**Your task**
Tally the lines in the entries below that contain the word "spire". Reply with only the number.

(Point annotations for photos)
::::
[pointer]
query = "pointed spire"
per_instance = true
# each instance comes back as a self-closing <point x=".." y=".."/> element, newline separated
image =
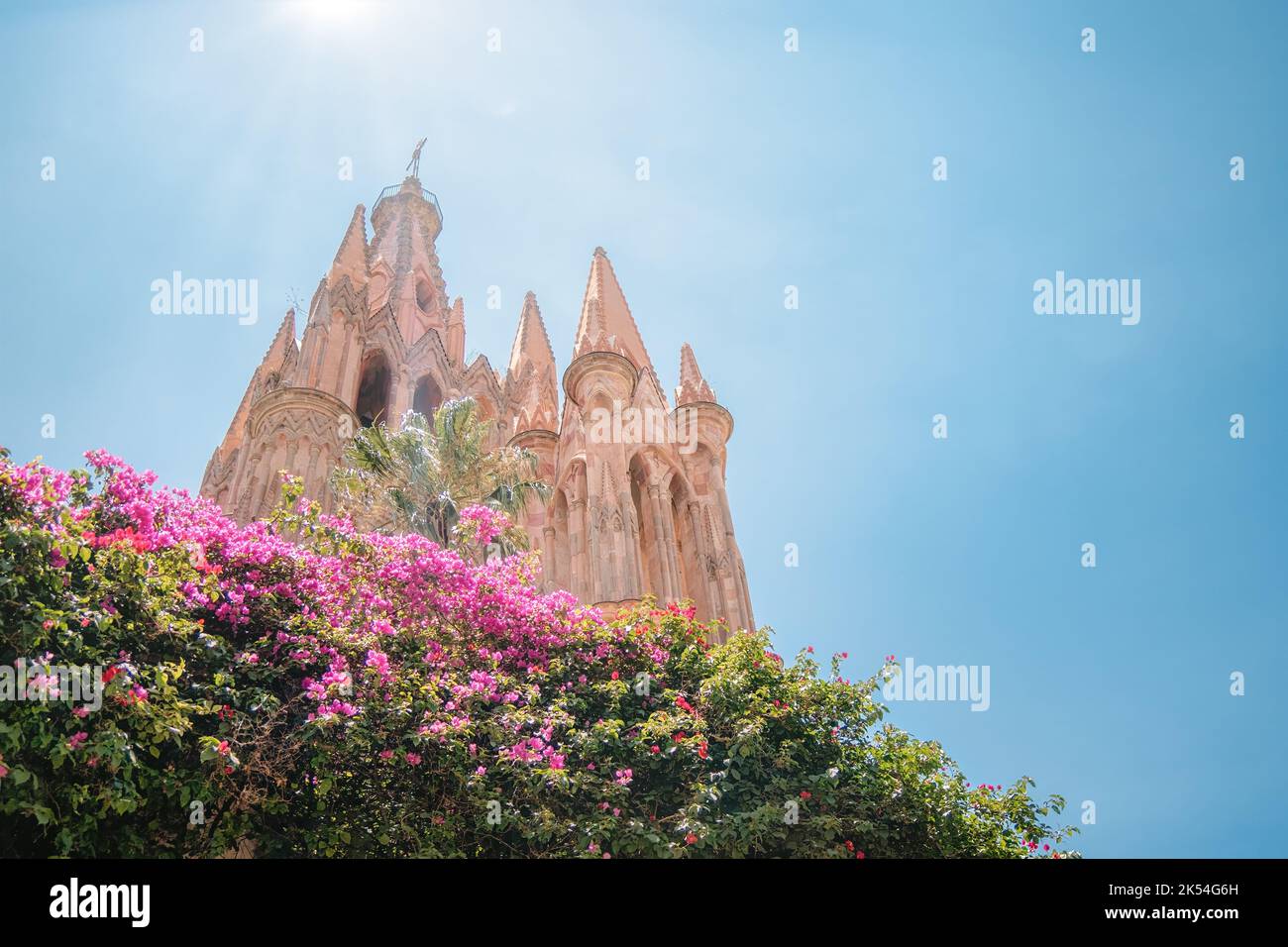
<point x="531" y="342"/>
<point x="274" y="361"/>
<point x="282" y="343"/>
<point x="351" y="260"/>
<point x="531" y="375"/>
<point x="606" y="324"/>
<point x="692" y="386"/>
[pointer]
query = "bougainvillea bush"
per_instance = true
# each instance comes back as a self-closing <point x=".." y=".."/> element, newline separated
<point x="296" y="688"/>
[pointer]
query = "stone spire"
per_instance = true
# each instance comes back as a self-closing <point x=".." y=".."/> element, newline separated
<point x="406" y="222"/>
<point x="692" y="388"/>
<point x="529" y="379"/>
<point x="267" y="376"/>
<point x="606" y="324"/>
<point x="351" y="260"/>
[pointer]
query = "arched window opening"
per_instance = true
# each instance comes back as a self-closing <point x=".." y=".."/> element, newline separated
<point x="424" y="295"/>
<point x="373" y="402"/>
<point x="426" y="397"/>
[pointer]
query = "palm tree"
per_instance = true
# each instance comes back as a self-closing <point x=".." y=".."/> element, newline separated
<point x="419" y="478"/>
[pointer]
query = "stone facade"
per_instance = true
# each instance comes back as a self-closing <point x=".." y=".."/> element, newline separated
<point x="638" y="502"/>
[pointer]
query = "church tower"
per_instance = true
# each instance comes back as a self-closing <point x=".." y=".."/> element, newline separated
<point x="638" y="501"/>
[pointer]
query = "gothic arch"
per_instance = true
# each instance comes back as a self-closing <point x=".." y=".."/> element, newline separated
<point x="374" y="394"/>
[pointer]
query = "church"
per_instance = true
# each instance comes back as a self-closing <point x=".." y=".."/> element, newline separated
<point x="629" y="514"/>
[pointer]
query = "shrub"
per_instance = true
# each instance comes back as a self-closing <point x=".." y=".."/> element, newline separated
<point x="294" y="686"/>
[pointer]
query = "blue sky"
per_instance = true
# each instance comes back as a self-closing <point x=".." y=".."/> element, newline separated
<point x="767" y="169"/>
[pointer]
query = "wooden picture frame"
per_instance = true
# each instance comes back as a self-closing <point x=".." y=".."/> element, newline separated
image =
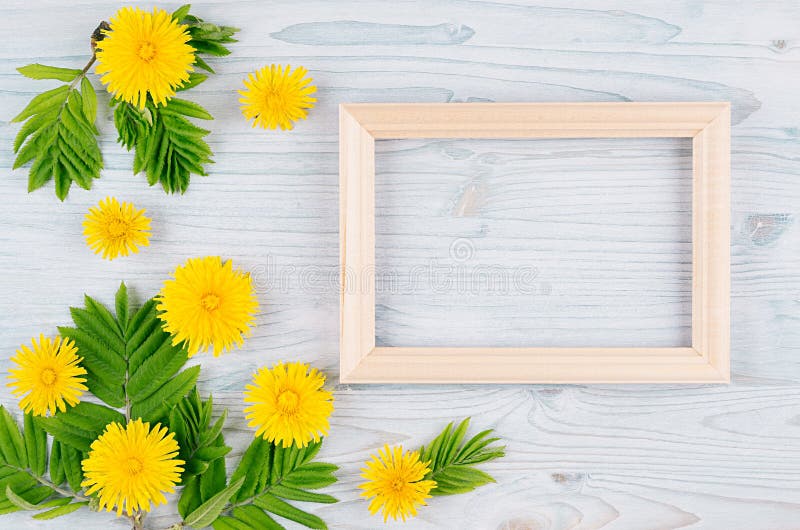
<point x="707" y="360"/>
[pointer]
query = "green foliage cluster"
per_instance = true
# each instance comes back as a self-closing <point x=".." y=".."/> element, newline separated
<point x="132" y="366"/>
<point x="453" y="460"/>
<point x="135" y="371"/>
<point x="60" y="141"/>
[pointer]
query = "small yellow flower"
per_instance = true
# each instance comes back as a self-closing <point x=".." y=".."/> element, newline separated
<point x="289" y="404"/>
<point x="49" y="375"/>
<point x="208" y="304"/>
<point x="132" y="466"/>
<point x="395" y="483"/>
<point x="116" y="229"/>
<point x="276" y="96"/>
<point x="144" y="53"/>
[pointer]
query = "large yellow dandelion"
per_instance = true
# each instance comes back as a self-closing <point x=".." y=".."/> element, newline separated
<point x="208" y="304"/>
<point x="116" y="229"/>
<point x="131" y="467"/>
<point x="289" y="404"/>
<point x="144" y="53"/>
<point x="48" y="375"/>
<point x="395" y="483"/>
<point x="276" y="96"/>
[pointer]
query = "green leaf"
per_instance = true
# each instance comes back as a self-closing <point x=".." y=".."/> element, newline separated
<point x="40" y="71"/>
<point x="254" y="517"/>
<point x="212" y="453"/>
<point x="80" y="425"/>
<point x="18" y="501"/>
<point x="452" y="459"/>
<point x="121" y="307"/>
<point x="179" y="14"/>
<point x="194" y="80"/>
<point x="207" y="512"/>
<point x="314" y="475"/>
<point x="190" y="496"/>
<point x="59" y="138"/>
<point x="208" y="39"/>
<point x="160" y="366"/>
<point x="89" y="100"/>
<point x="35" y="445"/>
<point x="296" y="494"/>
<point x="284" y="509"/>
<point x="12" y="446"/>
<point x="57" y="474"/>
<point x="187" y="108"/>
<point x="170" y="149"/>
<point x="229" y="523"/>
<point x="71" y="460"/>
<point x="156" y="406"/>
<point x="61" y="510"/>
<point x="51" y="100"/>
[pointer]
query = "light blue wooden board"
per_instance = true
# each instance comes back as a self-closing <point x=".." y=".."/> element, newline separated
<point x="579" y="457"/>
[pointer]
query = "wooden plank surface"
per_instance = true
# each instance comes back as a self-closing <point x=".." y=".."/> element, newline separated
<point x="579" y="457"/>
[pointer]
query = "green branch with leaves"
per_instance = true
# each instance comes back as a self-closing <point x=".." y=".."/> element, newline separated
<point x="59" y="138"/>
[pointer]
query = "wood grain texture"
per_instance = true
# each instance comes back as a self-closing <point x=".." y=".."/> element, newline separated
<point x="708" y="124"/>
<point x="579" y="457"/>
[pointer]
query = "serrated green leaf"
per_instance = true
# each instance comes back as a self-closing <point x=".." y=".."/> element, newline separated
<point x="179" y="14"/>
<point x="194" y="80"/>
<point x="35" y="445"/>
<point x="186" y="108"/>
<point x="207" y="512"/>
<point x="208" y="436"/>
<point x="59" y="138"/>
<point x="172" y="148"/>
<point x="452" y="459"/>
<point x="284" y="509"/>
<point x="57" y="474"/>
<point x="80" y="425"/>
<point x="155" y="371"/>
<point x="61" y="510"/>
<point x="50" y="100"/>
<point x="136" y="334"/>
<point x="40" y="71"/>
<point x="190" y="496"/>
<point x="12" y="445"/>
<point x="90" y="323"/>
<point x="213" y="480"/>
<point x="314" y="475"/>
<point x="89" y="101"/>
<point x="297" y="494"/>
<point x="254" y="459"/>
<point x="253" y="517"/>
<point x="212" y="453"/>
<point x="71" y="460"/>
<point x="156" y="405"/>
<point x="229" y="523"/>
::::
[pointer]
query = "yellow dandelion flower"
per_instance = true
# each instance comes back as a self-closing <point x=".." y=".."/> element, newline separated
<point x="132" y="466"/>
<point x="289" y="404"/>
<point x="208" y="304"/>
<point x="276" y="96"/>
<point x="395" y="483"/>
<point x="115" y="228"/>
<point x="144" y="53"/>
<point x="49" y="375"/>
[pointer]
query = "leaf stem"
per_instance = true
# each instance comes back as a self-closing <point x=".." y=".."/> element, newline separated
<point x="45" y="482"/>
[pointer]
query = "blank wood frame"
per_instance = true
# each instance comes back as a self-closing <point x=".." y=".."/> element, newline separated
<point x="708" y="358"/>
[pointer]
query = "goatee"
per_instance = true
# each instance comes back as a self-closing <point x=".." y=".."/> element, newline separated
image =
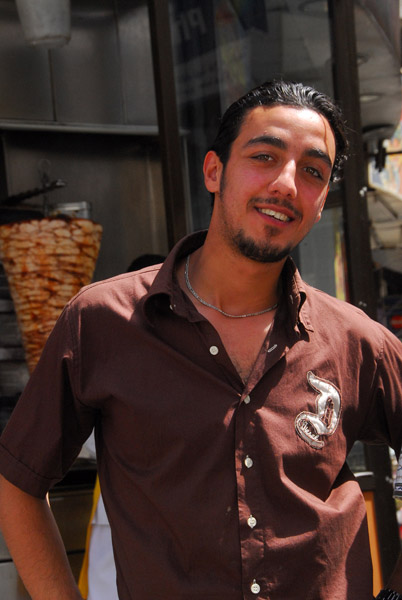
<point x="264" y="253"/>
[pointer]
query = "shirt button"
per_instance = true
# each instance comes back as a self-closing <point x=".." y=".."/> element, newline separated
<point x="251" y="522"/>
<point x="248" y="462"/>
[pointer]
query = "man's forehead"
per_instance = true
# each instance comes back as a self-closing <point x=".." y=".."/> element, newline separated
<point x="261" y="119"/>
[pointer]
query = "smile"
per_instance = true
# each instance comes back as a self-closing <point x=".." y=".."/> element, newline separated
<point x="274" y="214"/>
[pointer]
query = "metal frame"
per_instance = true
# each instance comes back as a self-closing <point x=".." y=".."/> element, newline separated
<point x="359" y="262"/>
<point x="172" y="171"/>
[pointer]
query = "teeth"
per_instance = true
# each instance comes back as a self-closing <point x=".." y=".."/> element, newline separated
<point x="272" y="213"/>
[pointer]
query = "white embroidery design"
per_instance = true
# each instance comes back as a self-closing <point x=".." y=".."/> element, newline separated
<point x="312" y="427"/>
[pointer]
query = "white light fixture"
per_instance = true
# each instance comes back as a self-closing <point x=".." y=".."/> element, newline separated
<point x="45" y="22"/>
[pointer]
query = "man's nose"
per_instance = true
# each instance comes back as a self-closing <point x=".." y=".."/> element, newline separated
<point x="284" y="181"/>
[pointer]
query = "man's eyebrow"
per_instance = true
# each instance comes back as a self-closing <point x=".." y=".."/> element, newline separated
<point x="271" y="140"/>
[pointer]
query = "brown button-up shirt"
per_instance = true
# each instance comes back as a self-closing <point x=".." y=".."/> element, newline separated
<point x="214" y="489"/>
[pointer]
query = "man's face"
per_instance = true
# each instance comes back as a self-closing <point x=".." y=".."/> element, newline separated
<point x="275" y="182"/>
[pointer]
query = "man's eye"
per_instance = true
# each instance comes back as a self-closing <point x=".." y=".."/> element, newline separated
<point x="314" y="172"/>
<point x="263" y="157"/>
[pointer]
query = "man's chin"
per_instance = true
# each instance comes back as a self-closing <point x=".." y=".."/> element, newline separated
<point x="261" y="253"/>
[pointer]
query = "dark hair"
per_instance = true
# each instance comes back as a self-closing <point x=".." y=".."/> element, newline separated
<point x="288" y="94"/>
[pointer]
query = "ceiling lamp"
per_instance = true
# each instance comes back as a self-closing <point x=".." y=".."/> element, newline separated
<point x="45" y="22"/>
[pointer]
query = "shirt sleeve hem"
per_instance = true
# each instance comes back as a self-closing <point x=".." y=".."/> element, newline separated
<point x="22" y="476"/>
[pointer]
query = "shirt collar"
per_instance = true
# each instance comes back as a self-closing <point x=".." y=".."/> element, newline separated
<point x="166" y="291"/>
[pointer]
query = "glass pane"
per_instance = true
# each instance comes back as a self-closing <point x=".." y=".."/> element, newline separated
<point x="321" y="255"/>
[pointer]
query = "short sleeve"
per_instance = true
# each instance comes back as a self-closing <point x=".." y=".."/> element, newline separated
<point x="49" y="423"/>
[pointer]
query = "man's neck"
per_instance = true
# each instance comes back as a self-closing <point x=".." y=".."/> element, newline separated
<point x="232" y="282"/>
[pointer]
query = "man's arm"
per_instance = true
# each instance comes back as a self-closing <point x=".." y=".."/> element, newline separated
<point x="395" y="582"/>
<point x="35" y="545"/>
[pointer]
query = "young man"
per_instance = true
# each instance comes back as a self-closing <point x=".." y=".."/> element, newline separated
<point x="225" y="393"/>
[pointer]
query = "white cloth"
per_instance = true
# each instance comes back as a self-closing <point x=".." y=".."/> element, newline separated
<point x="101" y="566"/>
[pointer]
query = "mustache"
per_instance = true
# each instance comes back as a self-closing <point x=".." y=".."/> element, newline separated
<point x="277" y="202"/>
::::
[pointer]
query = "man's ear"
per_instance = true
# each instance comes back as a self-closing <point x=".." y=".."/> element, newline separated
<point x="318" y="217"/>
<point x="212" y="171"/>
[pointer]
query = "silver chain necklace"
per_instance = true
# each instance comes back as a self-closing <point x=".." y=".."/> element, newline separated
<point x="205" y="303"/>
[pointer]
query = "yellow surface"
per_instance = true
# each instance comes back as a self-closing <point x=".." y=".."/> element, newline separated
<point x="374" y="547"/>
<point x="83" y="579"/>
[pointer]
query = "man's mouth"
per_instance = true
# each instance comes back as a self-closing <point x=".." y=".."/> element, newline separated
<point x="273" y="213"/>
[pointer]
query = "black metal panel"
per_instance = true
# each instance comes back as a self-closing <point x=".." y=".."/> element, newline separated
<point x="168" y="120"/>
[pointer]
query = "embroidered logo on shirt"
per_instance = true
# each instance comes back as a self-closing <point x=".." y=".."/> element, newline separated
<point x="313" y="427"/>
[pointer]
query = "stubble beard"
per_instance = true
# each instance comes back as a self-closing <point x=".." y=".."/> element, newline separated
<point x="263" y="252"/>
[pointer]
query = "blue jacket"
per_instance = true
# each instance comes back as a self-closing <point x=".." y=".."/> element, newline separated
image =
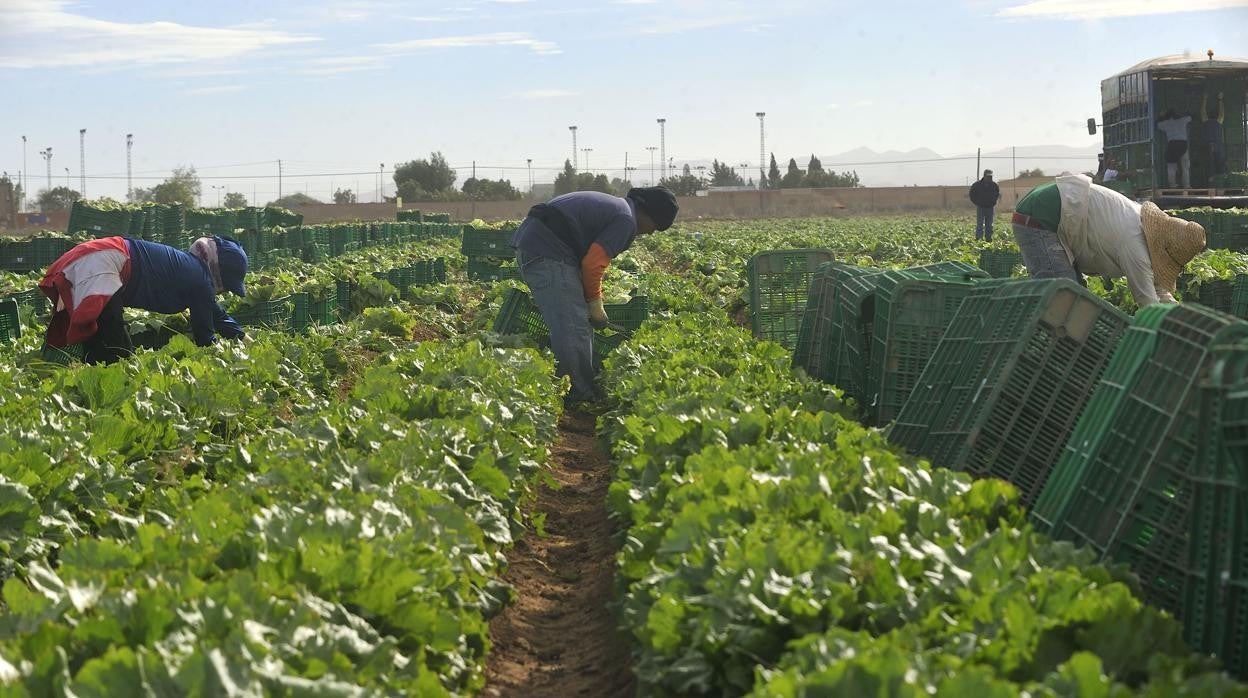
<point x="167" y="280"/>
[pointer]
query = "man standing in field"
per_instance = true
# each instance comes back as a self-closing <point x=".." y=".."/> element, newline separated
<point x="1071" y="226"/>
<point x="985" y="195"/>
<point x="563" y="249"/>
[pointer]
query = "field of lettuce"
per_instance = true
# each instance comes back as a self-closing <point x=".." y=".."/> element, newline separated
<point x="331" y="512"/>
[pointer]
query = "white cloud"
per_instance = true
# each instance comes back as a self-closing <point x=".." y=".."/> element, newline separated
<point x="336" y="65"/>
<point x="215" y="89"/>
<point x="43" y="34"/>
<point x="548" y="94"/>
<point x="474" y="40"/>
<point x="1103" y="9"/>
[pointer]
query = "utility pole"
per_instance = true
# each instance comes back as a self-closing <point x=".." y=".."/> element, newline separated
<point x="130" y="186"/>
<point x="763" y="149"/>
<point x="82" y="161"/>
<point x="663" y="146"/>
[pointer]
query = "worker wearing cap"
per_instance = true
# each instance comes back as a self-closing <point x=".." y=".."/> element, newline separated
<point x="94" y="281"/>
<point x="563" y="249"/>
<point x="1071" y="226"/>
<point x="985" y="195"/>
::::
**Answer to the exercise**
2